### Article

Friday, September 9, 2011

Delicious autumn! My very soul is wedded to it, and if I were a bird I would fly about the earth seeking the successive autumns. ~George Eliot

Fact: I love autumn.
I love the crisp mornings, the sky a fresh-scrubbed blue, bright but not HOT. I love watching the leaves burst into flaming colors, performing the most exquisite and happy dance of death as they spin to the ground in a brilliant mosaic of yellows, reds, oranges and golds. I love how sensory a season it is: kicking and crunching through those leaves, picking smooth, cool apples, carving pumpkins--so sturdy and waxy on the outside, yet fluid and slimy on the inside--and the smells. THE SMELLS, PEOPLE. Wood smoke, apple cider, cinnamon and cloves, hearty vegetable chowder, the sharp and sweet "autumn" smell in the air that gives just the barest, tiniest promise of "snow" "eventually" (although 'eventually' could be next week, given the Midwest's infamous penchant for schizophrenic season changes).

######
### Records provided

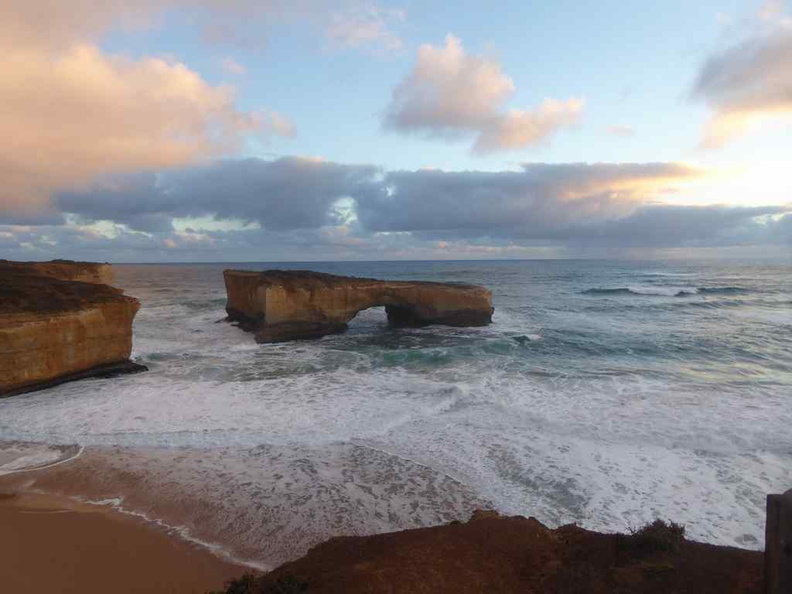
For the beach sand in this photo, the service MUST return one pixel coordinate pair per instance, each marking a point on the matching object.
(50, 545)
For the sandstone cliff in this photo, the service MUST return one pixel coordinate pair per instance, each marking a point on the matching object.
(290, 304)
(54, 330)
(514, 555)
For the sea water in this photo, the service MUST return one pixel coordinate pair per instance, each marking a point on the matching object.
(604, 393)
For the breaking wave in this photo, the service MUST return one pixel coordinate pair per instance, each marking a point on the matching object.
(666, 291)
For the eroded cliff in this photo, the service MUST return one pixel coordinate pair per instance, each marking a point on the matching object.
(514, 555)
(283, 305)
(55, 329)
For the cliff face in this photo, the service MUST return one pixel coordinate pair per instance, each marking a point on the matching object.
(289, 304)
(513, 555)
(54, 330)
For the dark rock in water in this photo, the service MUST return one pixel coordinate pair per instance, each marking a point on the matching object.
(55, 329)
(281, 305)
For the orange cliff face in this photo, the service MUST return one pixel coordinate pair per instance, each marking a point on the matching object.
(58, 323)
(283, 305)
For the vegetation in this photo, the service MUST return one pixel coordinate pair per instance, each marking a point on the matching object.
(657, 537)
(249, 583)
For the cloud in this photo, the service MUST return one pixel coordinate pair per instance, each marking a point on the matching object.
(365, 24)
(519, 128)
(283, 195)
(231, 66)
(307, 208)
(536, 201)
(748, 82)
(69, 117)
(452, 94)
(620, 130)
(72, 112)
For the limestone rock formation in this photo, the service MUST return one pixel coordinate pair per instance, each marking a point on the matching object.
(283, 305)
(54, 328)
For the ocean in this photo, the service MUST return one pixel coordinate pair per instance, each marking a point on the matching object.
(605, 393)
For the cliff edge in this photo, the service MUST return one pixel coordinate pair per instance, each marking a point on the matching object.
(283, 305)
(55, 328)
(514, 555)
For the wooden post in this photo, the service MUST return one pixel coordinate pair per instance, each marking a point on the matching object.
(778, 544)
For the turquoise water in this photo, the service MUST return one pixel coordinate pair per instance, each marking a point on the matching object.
(604, 393)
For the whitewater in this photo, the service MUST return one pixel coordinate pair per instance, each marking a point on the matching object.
(604, 393)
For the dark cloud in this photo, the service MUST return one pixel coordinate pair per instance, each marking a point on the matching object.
(285, 194)
(310, 209)
(536, 200)
(747, 81)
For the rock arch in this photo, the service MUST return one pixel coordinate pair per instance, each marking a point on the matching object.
(281, 305)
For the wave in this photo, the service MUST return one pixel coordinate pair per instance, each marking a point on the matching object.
(666, 291)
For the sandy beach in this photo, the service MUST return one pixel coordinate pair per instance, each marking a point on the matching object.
(57, 546)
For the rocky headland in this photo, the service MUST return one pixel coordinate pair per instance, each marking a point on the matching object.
(514, 555)
(60, 322)
(280, 305)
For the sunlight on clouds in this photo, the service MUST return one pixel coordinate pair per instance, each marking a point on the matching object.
(749, 83)
(452, 94)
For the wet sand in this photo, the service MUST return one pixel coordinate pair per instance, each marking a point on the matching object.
(50, 545)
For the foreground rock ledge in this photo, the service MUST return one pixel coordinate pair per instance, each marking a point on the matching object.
(58, 322)
(281, 305)
(512, 555)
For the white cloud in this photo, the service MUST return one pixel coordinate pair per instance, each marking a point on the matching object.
(366, 24)
(620, 130)
(231, 66)
(72, 112)
(749, 82)
(520, 128)
(450, 94)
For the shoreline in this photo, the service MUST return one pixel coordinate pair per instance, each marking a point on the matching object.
(85, 547)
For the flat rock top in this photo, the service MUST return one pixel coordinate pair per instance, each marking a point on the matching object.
(302, 279)
(24, 289)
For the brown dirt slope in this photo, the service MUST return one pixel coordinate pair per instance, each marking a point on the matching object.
(492, 554)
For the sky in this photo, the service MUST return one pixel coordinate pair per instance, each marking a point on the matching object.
(299, 130)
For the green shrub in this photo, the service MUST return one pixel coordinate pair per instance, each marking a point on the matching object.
(249, 583)
(657, 537)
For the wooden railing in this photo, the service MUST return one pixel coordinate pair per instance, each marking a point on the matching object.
(778, 544)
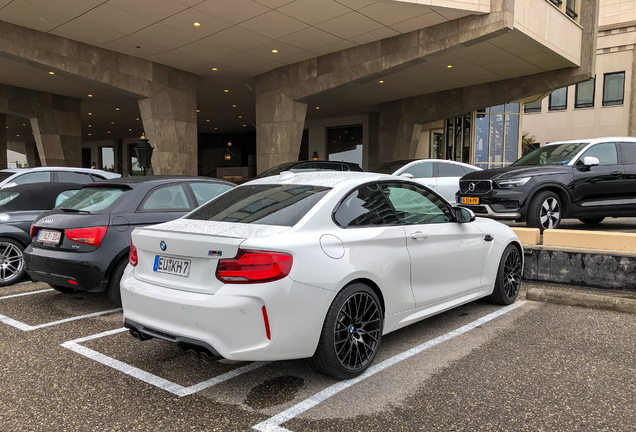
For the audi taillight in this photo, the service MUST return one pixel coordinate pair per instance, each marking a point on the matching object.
(132, 255)
(91, 236)
(254, 267)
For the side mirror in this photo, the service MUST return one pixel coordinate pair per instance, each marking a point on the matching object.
(464, 215)
(590, 161)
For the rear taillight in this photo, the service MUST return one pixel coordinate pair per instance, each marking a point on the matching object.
(132, 255)
(254, 267)
(91, 236)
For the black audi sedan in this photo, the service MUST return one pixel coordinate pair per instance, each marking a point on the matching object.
(19, 206)
(83, 244)
(584, 179)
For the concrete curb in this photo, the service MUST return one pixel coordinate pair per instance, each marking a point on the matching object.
(583, 299)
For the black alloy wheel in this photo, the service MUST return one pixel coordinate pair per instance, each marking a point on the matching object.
(508, 282)
(357, 331)
(545, 211)
(351, 334)
(12, 266)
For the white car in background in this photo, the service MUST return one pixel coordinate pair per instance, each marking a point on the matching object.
(312, 265)
(440, 175)
(19, 176)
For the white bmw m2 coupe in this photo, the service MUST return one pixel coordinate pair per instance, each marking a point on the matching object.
(317, 266)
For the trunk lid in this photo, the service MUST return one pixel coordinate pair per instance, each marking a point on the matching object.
(200, 244)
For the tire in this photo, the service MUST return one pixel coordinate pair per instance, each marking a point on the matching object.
(545, 211)
(592, 221)
(339, 346)
(112, 289)
(12, 266)
(63, 290)
(508, 281)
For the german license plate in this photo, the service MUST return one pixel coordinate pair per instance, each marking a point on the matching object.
(470, 200)
(173, 266)
(49, 236)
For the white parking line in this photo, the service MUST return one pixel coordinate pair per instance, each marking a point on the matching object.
(147, 377)
(29, 293)
(273, 424)
(25, 327)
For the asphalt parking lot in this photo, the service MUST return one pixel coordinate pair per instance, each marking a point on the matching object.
(67, 365)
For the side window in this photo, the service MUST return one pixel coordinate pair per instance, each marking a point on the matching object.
(64, 196)
(606, 154)
(415, 205)
(421, 170)
(71, 177)
(450, 170)
(36, 177)
(365, 206)
(629, 152)
(166, 198)
(205, 192)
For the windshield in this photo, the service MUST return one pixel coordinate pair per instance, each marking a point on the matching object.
(559, 154)
(276, 170)
(282, 205)
(390, 167)
(92, 199)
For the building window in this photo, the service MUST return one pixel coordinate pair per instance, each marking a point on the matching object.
(532, 107)
(344, 144)
(584, 94)
(558, 100)
(497, 136)
(613, 89)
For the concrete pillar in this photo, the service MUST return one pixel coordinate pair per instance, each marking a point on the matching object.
(170, 123)
(57, 128)
(279, 129)
(3, 141)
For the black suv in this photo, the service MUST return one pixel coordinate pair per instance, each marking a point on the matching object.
(585, 179)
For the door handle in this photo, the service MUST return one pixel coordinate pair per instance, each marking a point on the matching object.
(419, 236)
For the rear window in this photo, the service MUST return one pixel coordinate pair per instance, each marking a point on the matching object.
(92, 199)
(282, 205)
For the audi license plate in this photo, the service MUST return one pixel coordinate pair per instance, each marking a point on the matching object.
(49, 236)
(470, 200)
(174, 266)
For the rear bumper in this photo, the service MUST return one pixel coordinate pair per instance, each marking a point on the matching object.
(231, 322)
(80, 271)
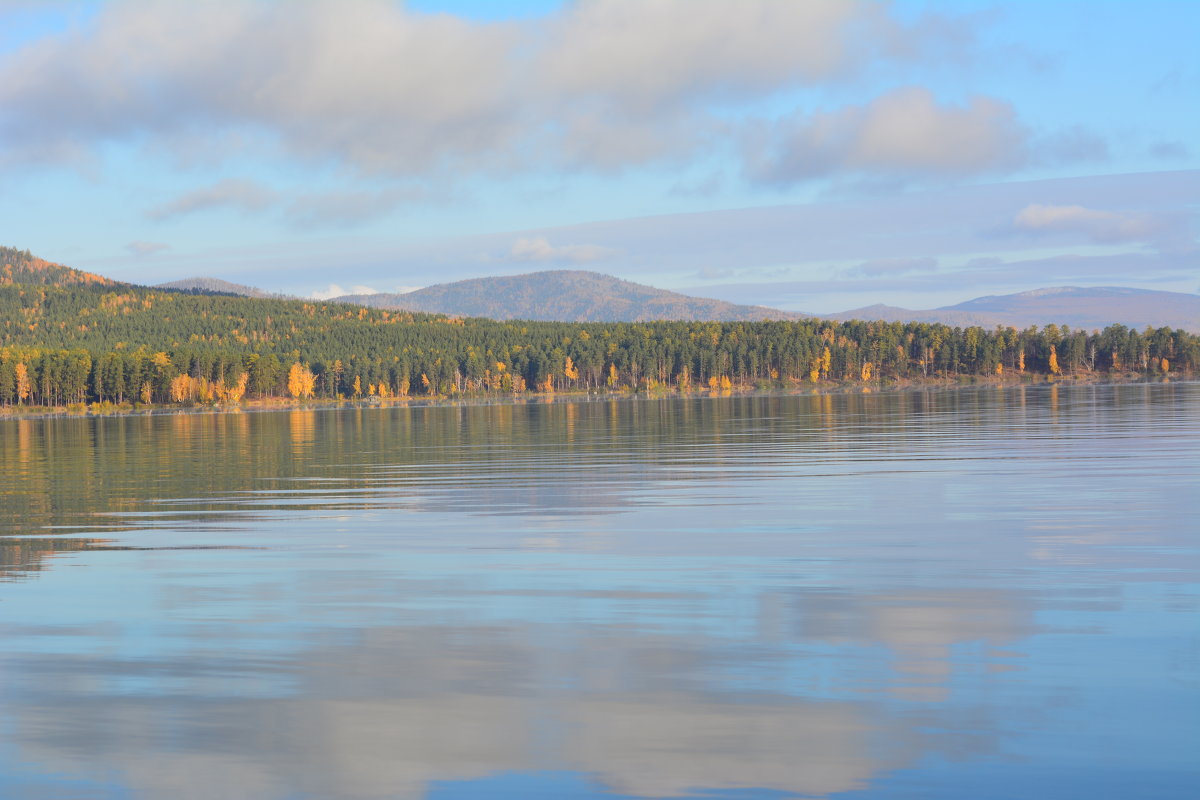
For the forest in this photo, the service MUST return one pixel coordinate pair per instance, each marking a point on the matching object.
(97, 342)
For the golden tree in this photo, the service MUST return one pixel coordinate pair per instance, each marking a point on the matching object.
(23, 384)
(300, 380)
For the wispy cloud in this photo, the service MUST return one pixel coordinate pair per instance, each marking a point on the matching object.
(1158, 230)
(904, 132)
(892, 266)
(147, 247)
(335, 290)
(241, 194)
(349, 83)
(538, 248)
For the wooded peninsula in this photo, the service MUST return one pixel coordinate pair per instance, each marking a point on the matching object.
(70, 341)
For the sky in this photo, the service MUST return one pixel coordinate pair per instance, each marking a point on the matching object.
(816, 155)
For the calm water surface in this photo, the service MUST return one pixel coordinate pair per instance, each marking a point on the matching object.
(949, 594)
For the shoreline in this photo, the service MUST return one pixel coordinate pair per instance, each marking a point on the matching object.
(543, 398)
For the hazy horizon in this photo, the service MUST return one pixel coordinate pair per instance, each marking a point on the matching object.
(816, 156)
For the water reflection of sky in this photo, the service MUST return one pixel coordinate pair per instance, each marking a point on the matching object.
(964, 594)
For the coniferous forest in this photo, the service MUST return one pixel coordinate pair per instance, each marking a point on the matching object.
(94, 341)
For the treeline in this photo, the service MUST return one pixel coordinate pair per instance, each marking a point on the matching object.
(93, 344)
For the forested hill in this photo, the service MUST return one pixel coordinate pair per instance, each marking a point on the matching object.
(214, 286)
(1092, 308)
(565, 295)
(21, 266)
(100, 342)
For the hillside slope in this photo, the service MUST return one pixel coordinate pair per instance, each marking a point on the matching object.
(565, 295)
(21, 266)
(214, 286)
(1091, 308)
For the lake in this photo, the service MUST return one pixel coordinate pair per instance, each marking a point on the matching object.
(973, 593)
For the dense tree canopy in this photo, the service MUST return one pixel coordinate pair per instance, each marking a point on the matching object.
(83, 343)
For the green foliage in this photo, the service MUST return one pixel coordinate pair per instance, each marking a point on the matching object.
(109, 343)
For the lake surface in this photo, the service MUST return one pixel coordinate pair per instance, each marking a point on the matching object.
(979, 593)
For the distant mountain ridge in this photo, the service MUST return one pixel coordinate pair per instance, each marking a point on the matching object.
(576, 295)
(215, 286)
(1091, 308)
(565, 295)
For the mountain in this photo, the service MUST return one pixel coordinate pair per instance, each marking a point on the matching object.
(214, 286)
(21, 266)
(564, 295)
(1090, 308)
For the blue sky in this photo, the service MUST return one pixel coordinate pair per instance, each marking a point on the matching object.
(814, 156)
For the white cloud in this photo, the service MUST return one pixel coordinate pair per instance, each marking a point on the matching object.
(598, 84)
(1104, 227)
(892, 266)
(241, 194)
(335, 290)
(538, 248)
(147, 247)
(904, 132)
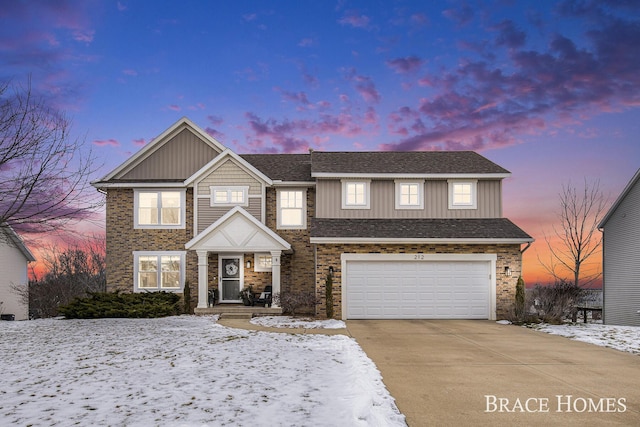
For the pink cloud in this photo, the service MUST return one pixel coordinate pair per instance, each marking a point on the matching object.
(405, 65)
(482, 104)
(354, 19)
(250, 17)
(363, 85)
(215, 120)
(288, 136)
(106, 142)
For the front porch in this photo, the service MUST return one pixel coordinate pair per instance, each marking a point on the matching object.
(231, 311)
(229, 240)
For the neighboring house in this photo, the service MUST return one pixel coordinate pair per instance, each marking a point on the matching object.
(14, 259)
(405, 234)
(621, 257)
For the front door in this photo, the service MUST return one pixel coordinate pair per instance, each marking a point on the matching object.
(231, 277)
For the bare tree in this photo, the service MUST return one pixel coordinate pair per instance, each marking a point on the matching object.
(43, 171)
(70, 273)
(579, 216)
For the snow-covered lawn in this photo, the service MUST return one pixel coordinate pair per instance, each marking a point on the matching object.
(292, 322)
(624, 338)
(184, 371)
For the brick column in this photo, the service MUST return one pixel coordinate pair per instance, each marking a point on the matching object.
(275, 274)
(203, 285)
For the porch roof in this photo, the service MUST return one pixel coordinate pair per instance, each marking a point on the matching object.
(238, 231)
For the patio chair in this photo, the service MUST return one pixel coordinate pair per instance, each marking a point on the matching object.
(264, 298)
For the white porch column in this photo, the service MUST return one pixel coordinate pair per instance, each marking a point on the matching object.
(275, 274)
(203, 274)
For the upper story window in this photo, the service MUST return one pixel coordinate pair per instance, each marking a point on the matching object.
(463, 194)
(159, 208)
(229, 196)
(292, 209)
(355, 194)
(158, 271)
(409, 195)
(262, 262)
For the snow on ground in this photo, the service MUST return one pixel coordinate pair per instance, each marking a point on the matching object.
(294, 322)
(185, 371)
(624, 338)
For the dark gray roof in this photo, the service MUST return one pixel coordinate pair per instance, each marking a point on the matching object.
(477, 228)
(284, 167)
(394, 162)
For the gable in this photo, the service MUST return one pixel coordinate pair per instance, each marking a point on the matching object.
(175, 155)
(238, 231)
(178, 158)
(227, 172)
(629, 198)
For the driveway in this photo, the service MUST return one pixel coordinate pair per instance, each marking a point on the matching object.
(476, 372)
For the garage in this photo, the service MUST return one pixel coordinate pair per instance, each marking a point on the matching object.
(418, 286)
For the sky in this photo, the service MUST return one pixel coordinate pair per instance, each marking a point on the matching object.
(548, 90)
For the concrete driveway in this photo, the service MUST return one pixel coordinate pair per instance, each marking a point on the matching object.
(475, 372)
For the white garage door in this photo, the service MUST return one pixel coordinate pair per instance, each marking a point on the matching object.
(418, 289)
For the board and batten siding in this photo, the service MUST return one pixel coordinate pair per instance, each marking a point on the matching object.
(13, 266)
(382, 201)
(178, 158)
(227, 174)
(622, 262)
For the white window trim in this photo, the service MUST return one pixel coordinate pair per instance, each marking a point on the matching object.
(245, 195)
(367, 193)
(420, 185)
(303, 226)
(474, 194)
(256, 262)
(183, 210)
(136, 267)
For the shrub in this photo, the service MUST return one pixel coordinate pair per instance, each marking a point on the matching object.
(292, 302)
(329, 296)
(139, 305)
(187, 297)
(554, 303)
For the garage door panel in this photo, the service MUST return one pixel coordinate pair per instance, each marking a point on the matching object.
(405, 289)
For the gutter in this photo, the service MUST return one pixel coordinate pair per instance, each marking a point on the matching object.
(525, 248)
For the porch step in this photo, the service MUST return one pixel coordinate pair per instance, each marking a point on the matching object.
(238, 312)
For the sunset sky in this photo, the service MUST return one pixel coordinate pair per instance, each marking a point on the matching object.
(548, 90)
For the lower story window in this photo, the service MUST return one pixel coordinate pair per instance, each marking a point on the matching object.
(158, 271)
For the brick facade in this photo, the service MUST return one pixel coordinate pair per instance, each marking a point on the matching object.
(298, 268)
(299, 271)
(329, 255)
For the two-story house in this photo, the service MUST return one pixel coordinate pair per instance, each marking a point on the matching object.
(403, 234)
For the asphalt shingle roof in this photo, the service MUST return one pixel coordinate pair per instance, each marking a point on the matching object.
(394, 162)
(476, 228)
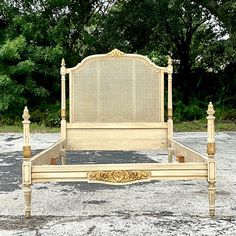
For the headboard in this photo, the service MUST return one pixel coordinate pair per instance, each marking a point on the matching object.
(116, 91)
(116, 87)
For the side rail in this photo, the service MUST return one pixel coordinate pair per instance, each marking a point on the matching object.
(49, 156)
(183, 153)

######

Exercise task 1: List the leaf colors named in the autumn post.
Exercise task 2: Repeat the autumn post word for word between "I love the crisp" and "schizophrenic season changes).", inclusive.
The lines have nothing to do with the autumn post.

Full response 1: yellows, reds, oranges, golds

Full response 2:
I love the crisp mornings, the sky a fresh-scrubbed blue, bright but not HOT. I love watching the leaves burst into flaming colors, performing the most exquisite and happy dance of death as they spin to the ground in a brilliant mosaic of yellows, reds, oranges and golds. I love how sensory a season it is: kicking and crunching through those leaves, picking smooth, cool apples, carving pumpkins--so sturdy and waxy on the outside, yet fluid and slimy on the inside--and the smells. THE SMELLS, PEOPLE. Wood smoke, apple cider, cinnamon and cloves, hearty vegetable chowder, the sharp and sweet "autumn" smell in the air that gives just the barest, tiniest promise of "snow" "eventually" (although 'eventually' could be next week, given the Midwest's infamous penchant for schizophrenic season changes).